- What is required
Say how many lines in the entries below have the word "music" in them, giving only the number.

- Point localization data
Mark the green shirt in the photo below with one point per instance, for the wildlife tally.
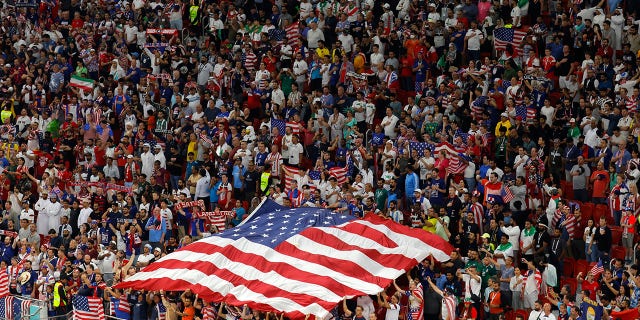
(486, 272)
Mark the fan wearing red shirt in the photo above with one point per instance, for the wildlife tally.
(589, 284)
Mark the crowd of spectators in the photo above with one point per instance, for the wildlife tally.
(524, 155)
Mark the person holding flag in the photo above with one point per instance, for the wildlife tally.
(416, 300)
(157, 228)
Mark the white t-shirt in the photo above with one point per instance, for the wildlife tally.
(474, 42)
(389, 124)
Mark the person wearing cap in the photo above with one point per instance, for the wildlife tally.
(628, 224)
(105, 260)
(27, 279)
(580, 173)
(146, 256)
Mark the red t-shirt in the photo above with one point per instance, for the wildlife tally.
(592, 287)
(100, 153)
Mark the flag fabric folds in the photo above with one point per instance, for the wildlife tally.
(299, 261)
(503, 36)
(6, 307)
(87, 308)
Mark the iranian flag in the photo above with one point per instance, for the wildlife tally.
(82, 83)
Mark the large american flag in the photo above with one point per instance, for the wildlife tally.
(4, 284)
(503, 36)
(301, 261)
(87, 308)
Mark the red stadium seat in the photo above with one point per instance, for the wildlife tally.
(618, 252)
(568, 266)
(616, 235)
(572, 283)
(581, 266)
(567, 189)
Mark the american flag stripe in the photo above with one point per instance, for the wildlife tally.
(209, 313)
(304, 272)
(4, 284)
(6, 306)
(124, 305)
(504, 36)
(290, 174)
(87, 308)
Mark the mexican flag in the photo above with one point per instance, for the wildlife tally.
(82, 83)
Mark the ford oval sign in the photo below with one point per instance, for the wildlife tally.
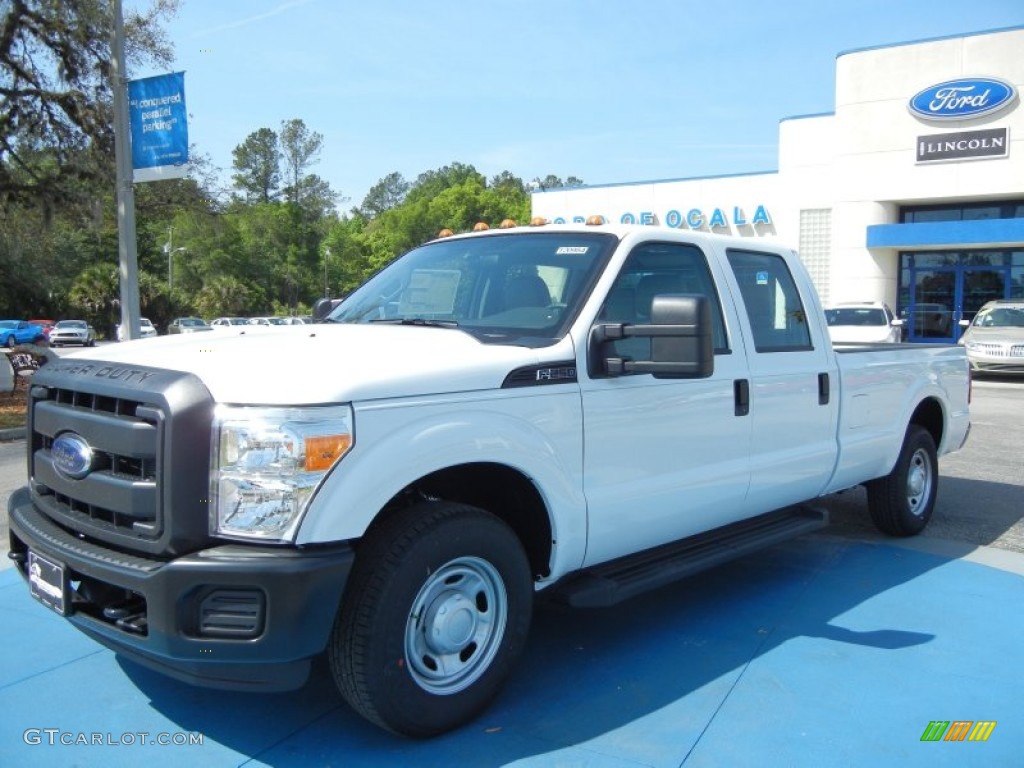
(72, 456)
(963, 99)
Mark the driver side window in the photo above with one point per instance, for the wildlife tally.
(652, 269)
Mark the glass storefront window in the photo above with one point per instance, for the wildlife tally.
(938, 289)
(996, 209)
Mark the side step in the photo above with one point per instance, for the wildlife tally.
(620, 580)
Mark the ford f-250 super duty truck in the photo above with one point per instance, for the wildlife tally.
(588, 411)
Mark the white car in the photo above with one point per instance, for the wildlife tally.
(73, 332)
(223, 323)
(146, 330)
(994, 340)
(863, 323)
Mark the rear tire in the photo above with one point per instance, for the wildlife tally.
(435, 614)
(902, 502)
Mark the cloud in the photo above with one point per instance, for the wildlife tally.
(278, 10)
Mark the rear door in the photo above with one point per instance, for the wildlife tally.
(664, 458)
(793, 381)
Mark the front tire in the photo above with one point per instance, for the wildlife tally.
(435, 614)
(902, 502)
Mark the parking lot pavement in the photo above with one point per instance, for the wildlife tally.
(823, 650)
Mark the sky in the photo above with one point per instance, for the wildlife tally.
(607, 91)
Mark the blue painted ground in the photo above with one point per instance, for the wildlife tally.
(817, 652)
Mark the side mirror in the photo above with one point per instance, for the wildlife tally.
(323, 308)
(681, 342)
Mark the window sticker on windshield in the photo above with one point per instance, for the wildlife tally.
(430, 292)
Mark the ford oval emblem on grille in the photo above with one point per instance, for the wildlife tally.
(72, 456)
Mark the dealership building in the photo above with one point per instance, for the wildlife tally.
(910, 193)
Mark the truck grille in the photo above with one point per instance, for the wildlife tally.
(114, 451)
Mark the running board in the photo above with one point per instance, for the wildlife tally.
(620, 580)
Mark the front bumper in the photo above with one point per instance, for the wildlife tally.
(229, 616)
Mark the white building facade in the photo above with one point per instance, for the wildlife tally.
(911, 193)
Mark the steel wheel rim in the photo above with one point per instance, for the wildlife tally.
(456, 626)
(920, 478)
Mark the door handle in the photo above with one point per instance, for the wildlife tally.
(741, 396)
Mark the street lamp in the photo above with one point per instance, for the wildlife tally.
(170, 266)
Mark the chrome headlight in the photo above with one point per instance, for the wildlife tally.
(267, 462)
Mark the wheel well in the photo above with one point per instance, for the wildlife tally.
(929, 415)
(502, 491)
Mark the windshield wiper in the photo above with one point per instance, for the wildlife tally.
(417, 322)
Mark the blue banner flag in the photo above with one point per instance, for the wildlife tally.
(159, 127)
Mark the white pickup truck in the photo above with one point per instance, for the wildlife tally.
(584, 412)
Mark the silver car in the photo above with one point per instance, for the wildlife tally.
(994, 339)
(73, 332)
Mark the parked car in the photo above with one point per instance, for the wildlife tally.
(47, 326)
(228, 323)
(146, 329)
(73, 332)
(13, 333)
(863, 323)
(994, 339)
(187, 326)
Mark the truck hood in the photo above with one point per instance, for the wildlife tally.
(294, 365)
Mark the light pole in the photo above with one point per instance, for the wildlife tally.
(170, 264)
(327, 288)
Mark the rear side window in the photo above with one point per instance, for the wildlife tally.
(773, 306)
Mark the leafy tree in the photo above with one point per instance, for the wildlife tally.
(257, 166)
(385, 195)
(300, 148)
(55, 98)
(431, 183)
(552, 181)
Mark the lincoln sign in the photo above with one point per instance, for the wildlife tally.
(964, 145)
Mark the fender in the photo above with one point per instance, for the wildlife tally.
(538, 433)
(872, 449)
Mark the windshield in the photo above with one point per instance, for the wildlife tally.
(526, 287)
(855, 316)
(1000, 317)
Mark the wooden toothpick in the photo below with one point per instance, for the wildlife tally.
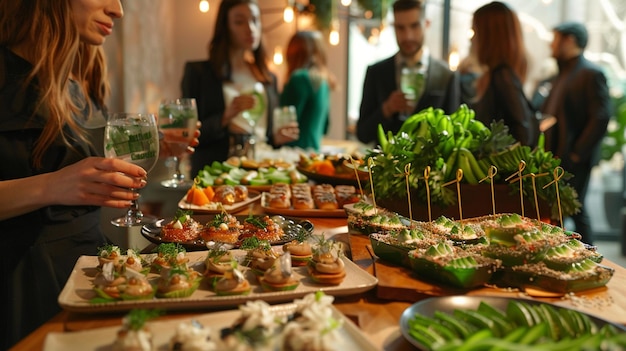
(426, 176)
(459, 177)
(557, 174)
(356, 174)
(493, 170)
(370, 164)
(520, 168)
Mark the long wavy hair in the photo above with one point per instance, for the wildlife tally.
(51, 43)
(498, 41)
(219, 47)
(306, 50)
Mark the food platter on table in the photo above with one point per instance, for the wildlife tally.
(78, 293)
(218, 207)
(290, 226)
(304, 200)
(332, 169)
(557, 319)
(349, 336)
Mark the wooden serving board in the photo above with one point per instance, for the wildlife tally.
(401, 284)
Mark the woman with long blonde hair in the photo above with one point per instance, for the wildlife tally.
(498, 44)
(53, 181)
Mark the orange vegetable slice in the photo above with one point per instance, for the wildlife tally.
(209, 192)
(324, 167)
(196, 196)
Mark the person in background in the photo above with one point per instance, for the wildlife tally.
(469, 70)
(578, 96)
(237, 59)
(498, 44)
(308, 88)
(54, 179)
(383, 101)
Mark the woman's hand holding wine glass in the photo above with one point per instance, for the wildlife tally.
(132, 137)
(178, 120)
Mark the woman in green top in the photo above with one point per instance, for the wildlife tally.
(308, 88)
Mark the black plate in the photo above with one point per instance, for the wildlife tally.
(291, 227)
(448, 304)
(342, 179)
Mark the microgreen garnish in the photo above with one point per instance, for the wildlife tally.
(363, 206)
(219, 219)
(256, 221)
(301, 235)
(137, 318)
(107, 249)
(182, 215)
(217, 252)
(252, 242)
(169, 249)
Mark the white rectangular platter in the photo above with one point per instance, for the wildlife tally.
(350, 337)
(78, 291)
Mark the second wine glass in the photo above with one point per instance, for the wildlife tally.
(177, 121)
(132, 137)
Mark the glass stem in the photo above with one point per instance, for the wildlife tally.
(134, 213)
(177, 173)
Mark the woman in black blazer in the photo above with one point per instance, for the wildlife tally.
(236, 56)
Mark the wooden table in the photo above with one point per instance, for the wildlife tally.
(378, 318)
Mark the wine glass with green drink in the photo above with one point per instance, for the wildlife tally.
(177, 121)
(132, 137)
(254, 114)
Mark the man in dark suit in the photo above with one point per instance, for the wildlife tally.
(579, 99)
(383, 101)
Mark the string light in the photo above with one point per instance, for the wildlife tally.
(204, 6)
(333, 37)
(454, 59)
(278, 56)
(288, 14)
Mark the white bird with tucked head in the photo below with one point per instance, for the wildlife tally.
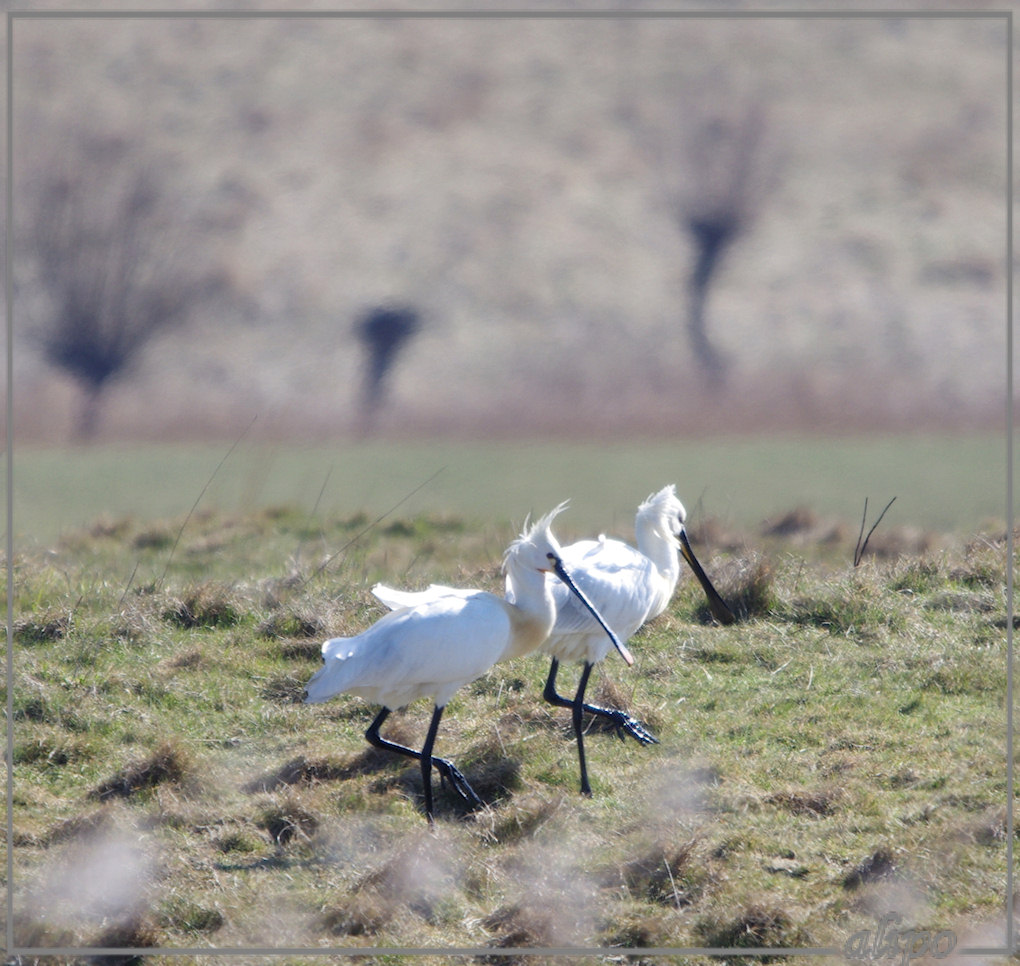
(628, 587)
(437, 645)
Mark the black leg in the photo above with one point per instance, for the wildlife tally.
(426, 761)
(447, 770)
(550, 693)
(623, 722)
(578, 713)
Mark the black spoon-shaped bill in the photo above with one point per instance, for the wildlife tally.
(720, 609)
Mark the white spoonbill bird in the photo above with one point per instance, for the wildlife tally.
(436, 646)
(628, 587)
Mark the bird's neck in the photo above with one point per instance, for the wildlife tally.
(532, 612)
(661, 548)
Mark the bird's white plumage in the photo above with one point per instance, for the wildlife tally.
(432, 645)
(627, 586)
(429, 650)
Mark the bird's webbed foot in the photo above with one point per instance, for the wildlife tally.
(624, 724)
(450, 773)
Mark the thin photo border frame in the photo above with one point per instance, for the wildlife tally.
(9, 475)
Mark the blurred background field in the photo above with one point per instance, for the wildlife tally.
(942, 485)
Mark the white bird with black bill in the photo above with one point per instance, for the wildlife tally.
(435, 646)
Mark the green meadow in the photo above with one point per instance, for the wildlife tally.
(834, 757)
(952, 484)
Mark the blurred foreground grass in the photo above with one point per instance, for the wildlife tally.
(835, 756)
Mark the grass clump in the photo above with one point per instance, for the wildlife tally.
(168, 763)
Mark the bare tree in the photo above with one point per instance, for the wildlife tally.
(724, 189)
(111, 255)
(384, 332)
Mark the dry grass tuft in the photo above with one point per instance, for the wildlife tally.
(134, 932)
(878, 865)
(168, 763)
(43, 628)
(824, 802)
(208, 605)
(86, 827)
(523, 817)
(795, 522)
(748, 586)
(300, 770)
(416, 877)
(757, 926)
(664, 873)
(361, 914)
(529, 923)
(285, 689)
(287, 820)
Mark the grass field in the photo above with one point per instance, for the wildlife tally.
(952, 484)
(835, 756)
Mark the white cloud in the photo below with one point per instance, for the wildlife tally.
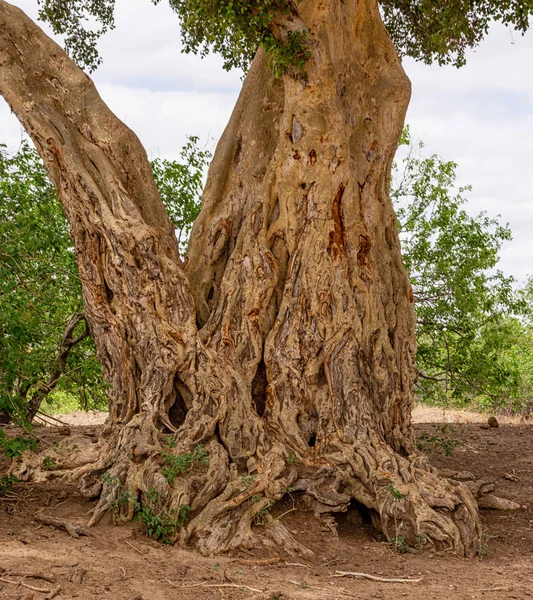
(481, 116)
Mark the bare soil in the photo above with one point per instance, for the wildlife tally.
(122, 563)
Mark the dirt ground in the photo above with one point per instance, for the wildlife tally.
(121, 563)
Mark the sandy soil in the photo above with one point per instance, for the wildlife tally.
(421, 414)
(121, 563)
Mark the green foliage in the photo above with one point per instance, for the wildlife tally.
(15, 446)
(235, 28)
(81, 22)
(39, 290)
(6, 483)
(180, 186)
(432, 30)
(426, 30)
(158, 522)
(467, 311)
(176, 465)
(49, 462)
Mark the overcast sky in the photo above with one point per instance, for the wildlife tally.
(481, 116)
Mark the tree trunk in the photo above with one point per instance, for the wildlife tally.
(284, 344)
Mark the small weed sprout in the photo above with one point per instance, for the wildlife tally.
(49, 462)
(6, 483)
(248, 481)
(260, 516)
(484, 538)
(158, 522)
(291, 460)
(176, 465)
(14, 447)
(445, 439)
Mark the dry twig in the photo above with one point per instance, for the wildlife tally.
(73, 530)
(26, 585)
(256, 562)
(53, 593)
(239, 586)
(375, 577)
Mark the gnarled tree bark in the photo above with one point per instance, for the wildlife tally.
(284, 342)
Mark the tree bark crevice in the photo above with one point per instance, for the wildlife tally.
(284, 343)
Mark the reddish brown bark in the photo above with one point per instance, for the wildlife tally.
(284, 344)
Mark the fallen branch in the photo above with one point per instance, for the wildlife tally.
(33, 575)
(306, 586)
(215, 585)
(73, 530)
(375, 577)
(256, 562)
(26, 585)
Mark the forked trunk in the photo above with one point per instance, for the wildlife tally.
(284, 343)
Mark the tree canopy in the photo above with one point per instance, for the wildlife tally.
(426, 30)
(469, 316)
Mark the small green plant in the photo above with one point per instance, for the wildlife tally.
(6, 483)
(158, 522)
(248, 481)
(484, 538)
(260, 516)
(176, 465)
(49, 462)
(445, 439)
(400, 545)
(13, 447)
(395, 493)
(126, 500)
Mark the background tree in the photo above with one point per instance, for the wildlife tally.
(289, 331)
(45, 344)
(466, 309)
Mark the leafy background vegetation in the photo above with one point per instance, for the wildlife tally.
(474, 329)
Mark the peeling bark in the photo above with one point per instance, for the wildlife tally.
(284, 343)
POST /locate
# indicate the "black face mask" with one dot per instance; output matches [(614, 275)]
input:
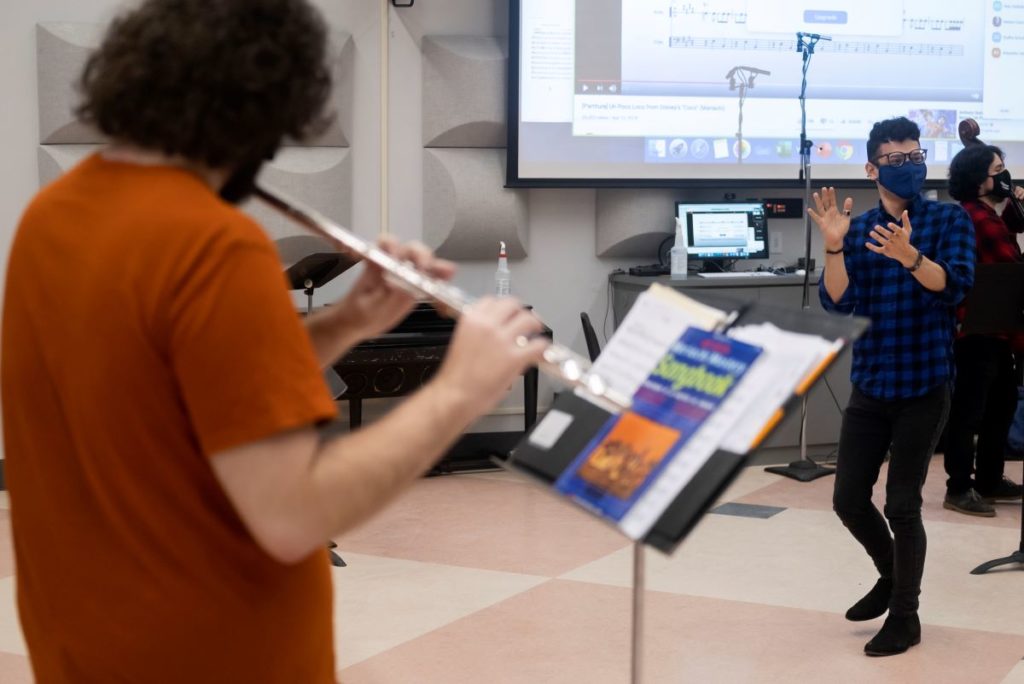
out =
[(1003, 184)]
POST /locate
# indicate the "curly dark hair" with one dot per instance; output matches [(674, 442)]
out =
[(891, 130), (969, 169), (219, 82)]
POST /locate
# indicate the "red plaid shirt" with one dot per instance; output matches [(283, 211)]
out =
[(995, 240)]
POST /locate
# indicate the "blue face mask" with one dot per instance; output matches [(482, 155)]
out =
[(903, 181)]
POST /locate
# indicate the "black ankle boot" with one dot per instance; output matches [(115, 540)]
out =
[(875, 603), (897, 634)]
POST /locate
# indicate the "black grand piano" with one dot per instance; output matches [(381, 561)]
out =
[(402, 359)]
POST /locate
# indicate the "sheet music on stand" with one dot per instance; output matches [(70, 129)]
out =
[(708, 387)]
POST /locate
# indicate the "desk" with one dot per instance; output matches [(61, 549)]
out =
[(823, 417)]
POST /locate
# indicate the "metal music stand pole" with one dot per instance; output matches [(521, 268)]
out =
[(636, 653), (804, 470)]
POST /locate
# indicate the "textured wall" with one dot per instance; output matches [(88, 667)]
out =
[(466, 208), (317, 172)]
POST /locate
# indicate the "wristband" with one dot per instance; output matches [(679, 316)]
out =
[(916, 262)]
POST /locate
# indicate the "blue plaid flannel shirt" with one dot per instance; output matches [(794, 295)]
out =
[(907, 350)]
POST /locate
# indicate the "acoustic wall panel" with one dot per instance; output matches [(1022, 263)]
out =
[(633, 222), (55, 159), (342, 56), (466, 208), (318, 177), (60, 52), (463, 91)]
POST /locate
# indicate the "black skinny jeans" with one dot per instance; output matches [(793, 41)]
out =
[(908, 430), (984, 402)]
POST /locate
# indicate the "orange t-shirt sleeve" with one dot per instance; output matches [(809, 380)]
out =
[(243, 360)]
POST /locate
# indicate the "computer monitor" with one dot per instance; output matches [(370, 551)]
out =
[(721, 231)]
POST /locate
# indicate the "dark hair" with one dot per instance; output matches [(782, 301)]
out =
[(891, 130), (969, 169), (219, 82)]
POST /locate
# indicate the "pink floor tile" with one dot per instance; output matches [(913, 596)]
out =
[(14, 669), (817, 496), (487, 524), (6, 546), (576, 632)]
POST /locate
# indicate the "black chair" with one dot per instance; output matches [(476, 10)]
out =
[(593, 346)]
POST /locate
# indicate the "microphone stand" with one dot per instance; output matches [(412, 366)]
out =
[(741, 78), (805, 469)]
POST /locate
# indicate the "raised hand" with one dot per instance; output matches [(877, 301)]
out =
[(894, 242), (833, 222)]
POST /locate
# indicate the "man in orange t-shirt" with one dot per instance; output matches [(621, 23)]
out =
[(170, 496)]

- Response below
2